- Problem set -
(a) Reproduce the passage of the fintech article between "The SDGs represent" and "alongside economic capital.", inclusive.
(b) According to the fintech article, which four technology families are at the core of fintech?

- Quoted passage -
Financial Technologies for a More Sustainable Planet

Could these technologies, associated with concepts like observation, information, context and trust, be the tools we need to build a more sustainable and equitable world?

If you have heard of the Internet of Things, big data, artificial intelligence and blockchain, then you have probably heard of “fintech.” These financial technologies are used across consumer and industrial spaces and are now being embraced by financial organizations with large global investments.

Each technology has marked a milestone in the “data revolution”—changing the way we interact with the digital world. At the core of the fintech revolution is the way institutions are using data to make better decisions, enable client understanding and forecast trends at different scales in space and time.

In parallel with the data and fintech revolutions are ongoing efforts at national, regional and global levels to reach the Sustainable Development Goals (SDGs). 

The SDGs represent the most important and challenging problems of the 21st century—problems so complex that they require a clear understanding of people and their environment over large areas to solve. A more sustainable world may be possible if fintech developments could be adapted to support social and environmental priorities alongside economic capital.

Four technology families are at the core of fintech: the IoT, big data, AI and blockchain. We see them as key pieces of a digital information pathway. Each respectively represents data acquisition, storage and curation, trust and accountability, and insight and analysis.

- Dataset content -
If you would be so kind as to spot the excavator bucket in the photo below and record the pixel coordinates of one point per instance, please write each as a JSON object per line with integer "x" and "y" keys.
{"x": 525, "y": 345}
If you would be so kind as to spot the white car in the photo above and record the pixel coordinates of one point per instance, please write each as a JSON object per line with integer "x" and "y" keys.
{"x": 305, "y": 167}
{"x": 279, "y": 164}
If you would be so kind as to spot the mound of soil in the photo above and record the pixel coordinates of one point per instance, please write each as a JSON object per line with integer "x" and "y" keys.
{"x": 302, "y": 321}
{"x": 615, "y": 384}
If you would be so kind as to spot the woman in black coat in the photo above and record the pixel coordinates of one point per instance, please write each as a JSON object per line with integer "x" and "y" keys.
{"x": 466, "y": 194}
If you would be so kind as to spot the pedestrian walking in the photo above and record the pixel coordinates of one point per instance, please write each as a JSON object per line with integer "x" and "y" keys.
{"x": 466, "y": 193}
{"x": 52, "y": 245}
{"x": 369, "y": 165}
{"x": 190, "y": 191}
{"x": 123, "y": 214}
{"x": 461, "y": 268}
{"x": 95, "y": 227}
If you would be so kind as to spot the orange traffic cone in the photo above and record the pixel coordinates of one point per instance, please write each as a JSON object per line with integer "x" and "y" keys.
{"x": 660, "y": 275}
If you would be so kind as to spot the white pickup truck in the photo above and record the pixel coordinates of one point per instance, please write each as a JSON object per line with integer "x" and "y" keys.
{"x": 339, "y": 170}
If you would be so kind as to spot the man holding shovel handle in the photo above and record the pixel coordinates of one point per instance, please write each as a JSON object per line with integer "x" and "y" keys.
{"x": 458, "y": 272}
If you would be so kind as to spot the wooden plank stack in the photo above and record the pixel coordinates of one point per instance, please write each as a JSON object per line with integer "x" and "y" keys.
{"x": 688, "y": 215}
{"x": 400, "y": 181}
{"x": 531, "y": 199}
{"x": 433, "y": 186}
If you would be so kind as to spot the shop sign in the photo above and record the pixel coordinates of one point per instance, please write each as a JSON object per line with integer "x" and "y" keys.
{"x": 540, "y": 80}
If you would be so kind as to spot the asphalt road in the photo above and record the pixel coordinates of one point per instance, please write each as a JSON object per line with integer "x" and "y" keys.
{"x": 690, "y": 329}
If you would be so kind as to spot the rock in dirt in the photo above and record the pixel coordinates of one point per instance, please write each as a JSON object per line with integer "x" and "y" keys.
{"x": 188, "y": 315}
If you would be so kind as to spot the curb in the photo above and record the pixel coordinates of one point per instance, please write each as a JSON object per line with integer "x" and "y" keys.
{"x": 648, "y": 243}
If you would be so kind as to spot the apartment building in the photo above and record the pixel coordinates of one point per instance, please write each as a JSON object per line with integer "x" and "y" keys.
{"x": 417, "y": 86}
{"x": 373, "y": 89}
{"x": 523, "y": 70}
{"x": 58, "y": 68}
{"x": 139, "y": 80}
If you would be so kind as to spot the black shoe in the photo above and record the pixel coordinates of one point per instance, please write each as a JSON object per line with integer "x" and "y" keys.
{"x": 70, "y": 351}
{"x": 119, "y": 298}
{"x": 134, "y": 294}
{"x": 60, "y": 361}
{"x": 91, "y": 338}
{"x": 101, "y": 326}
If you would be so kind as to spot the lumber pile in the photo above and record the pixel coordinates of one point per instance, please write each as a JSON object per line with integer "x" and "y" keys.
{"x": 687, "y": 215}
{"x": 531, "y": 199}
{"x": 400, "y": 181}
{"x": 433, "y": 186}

- Solutions to the exercise -
(a)
The SDGs represent the most important and challenging problems of the 21st century—problems so complex that they require a clear understanding of people and their environment over large areas to solve. A more sustainable world may be possible if fintech developments could be adapted to support social and environmental priorities alongside economic capital.

(b) The IoT, big data, AI and blockchain.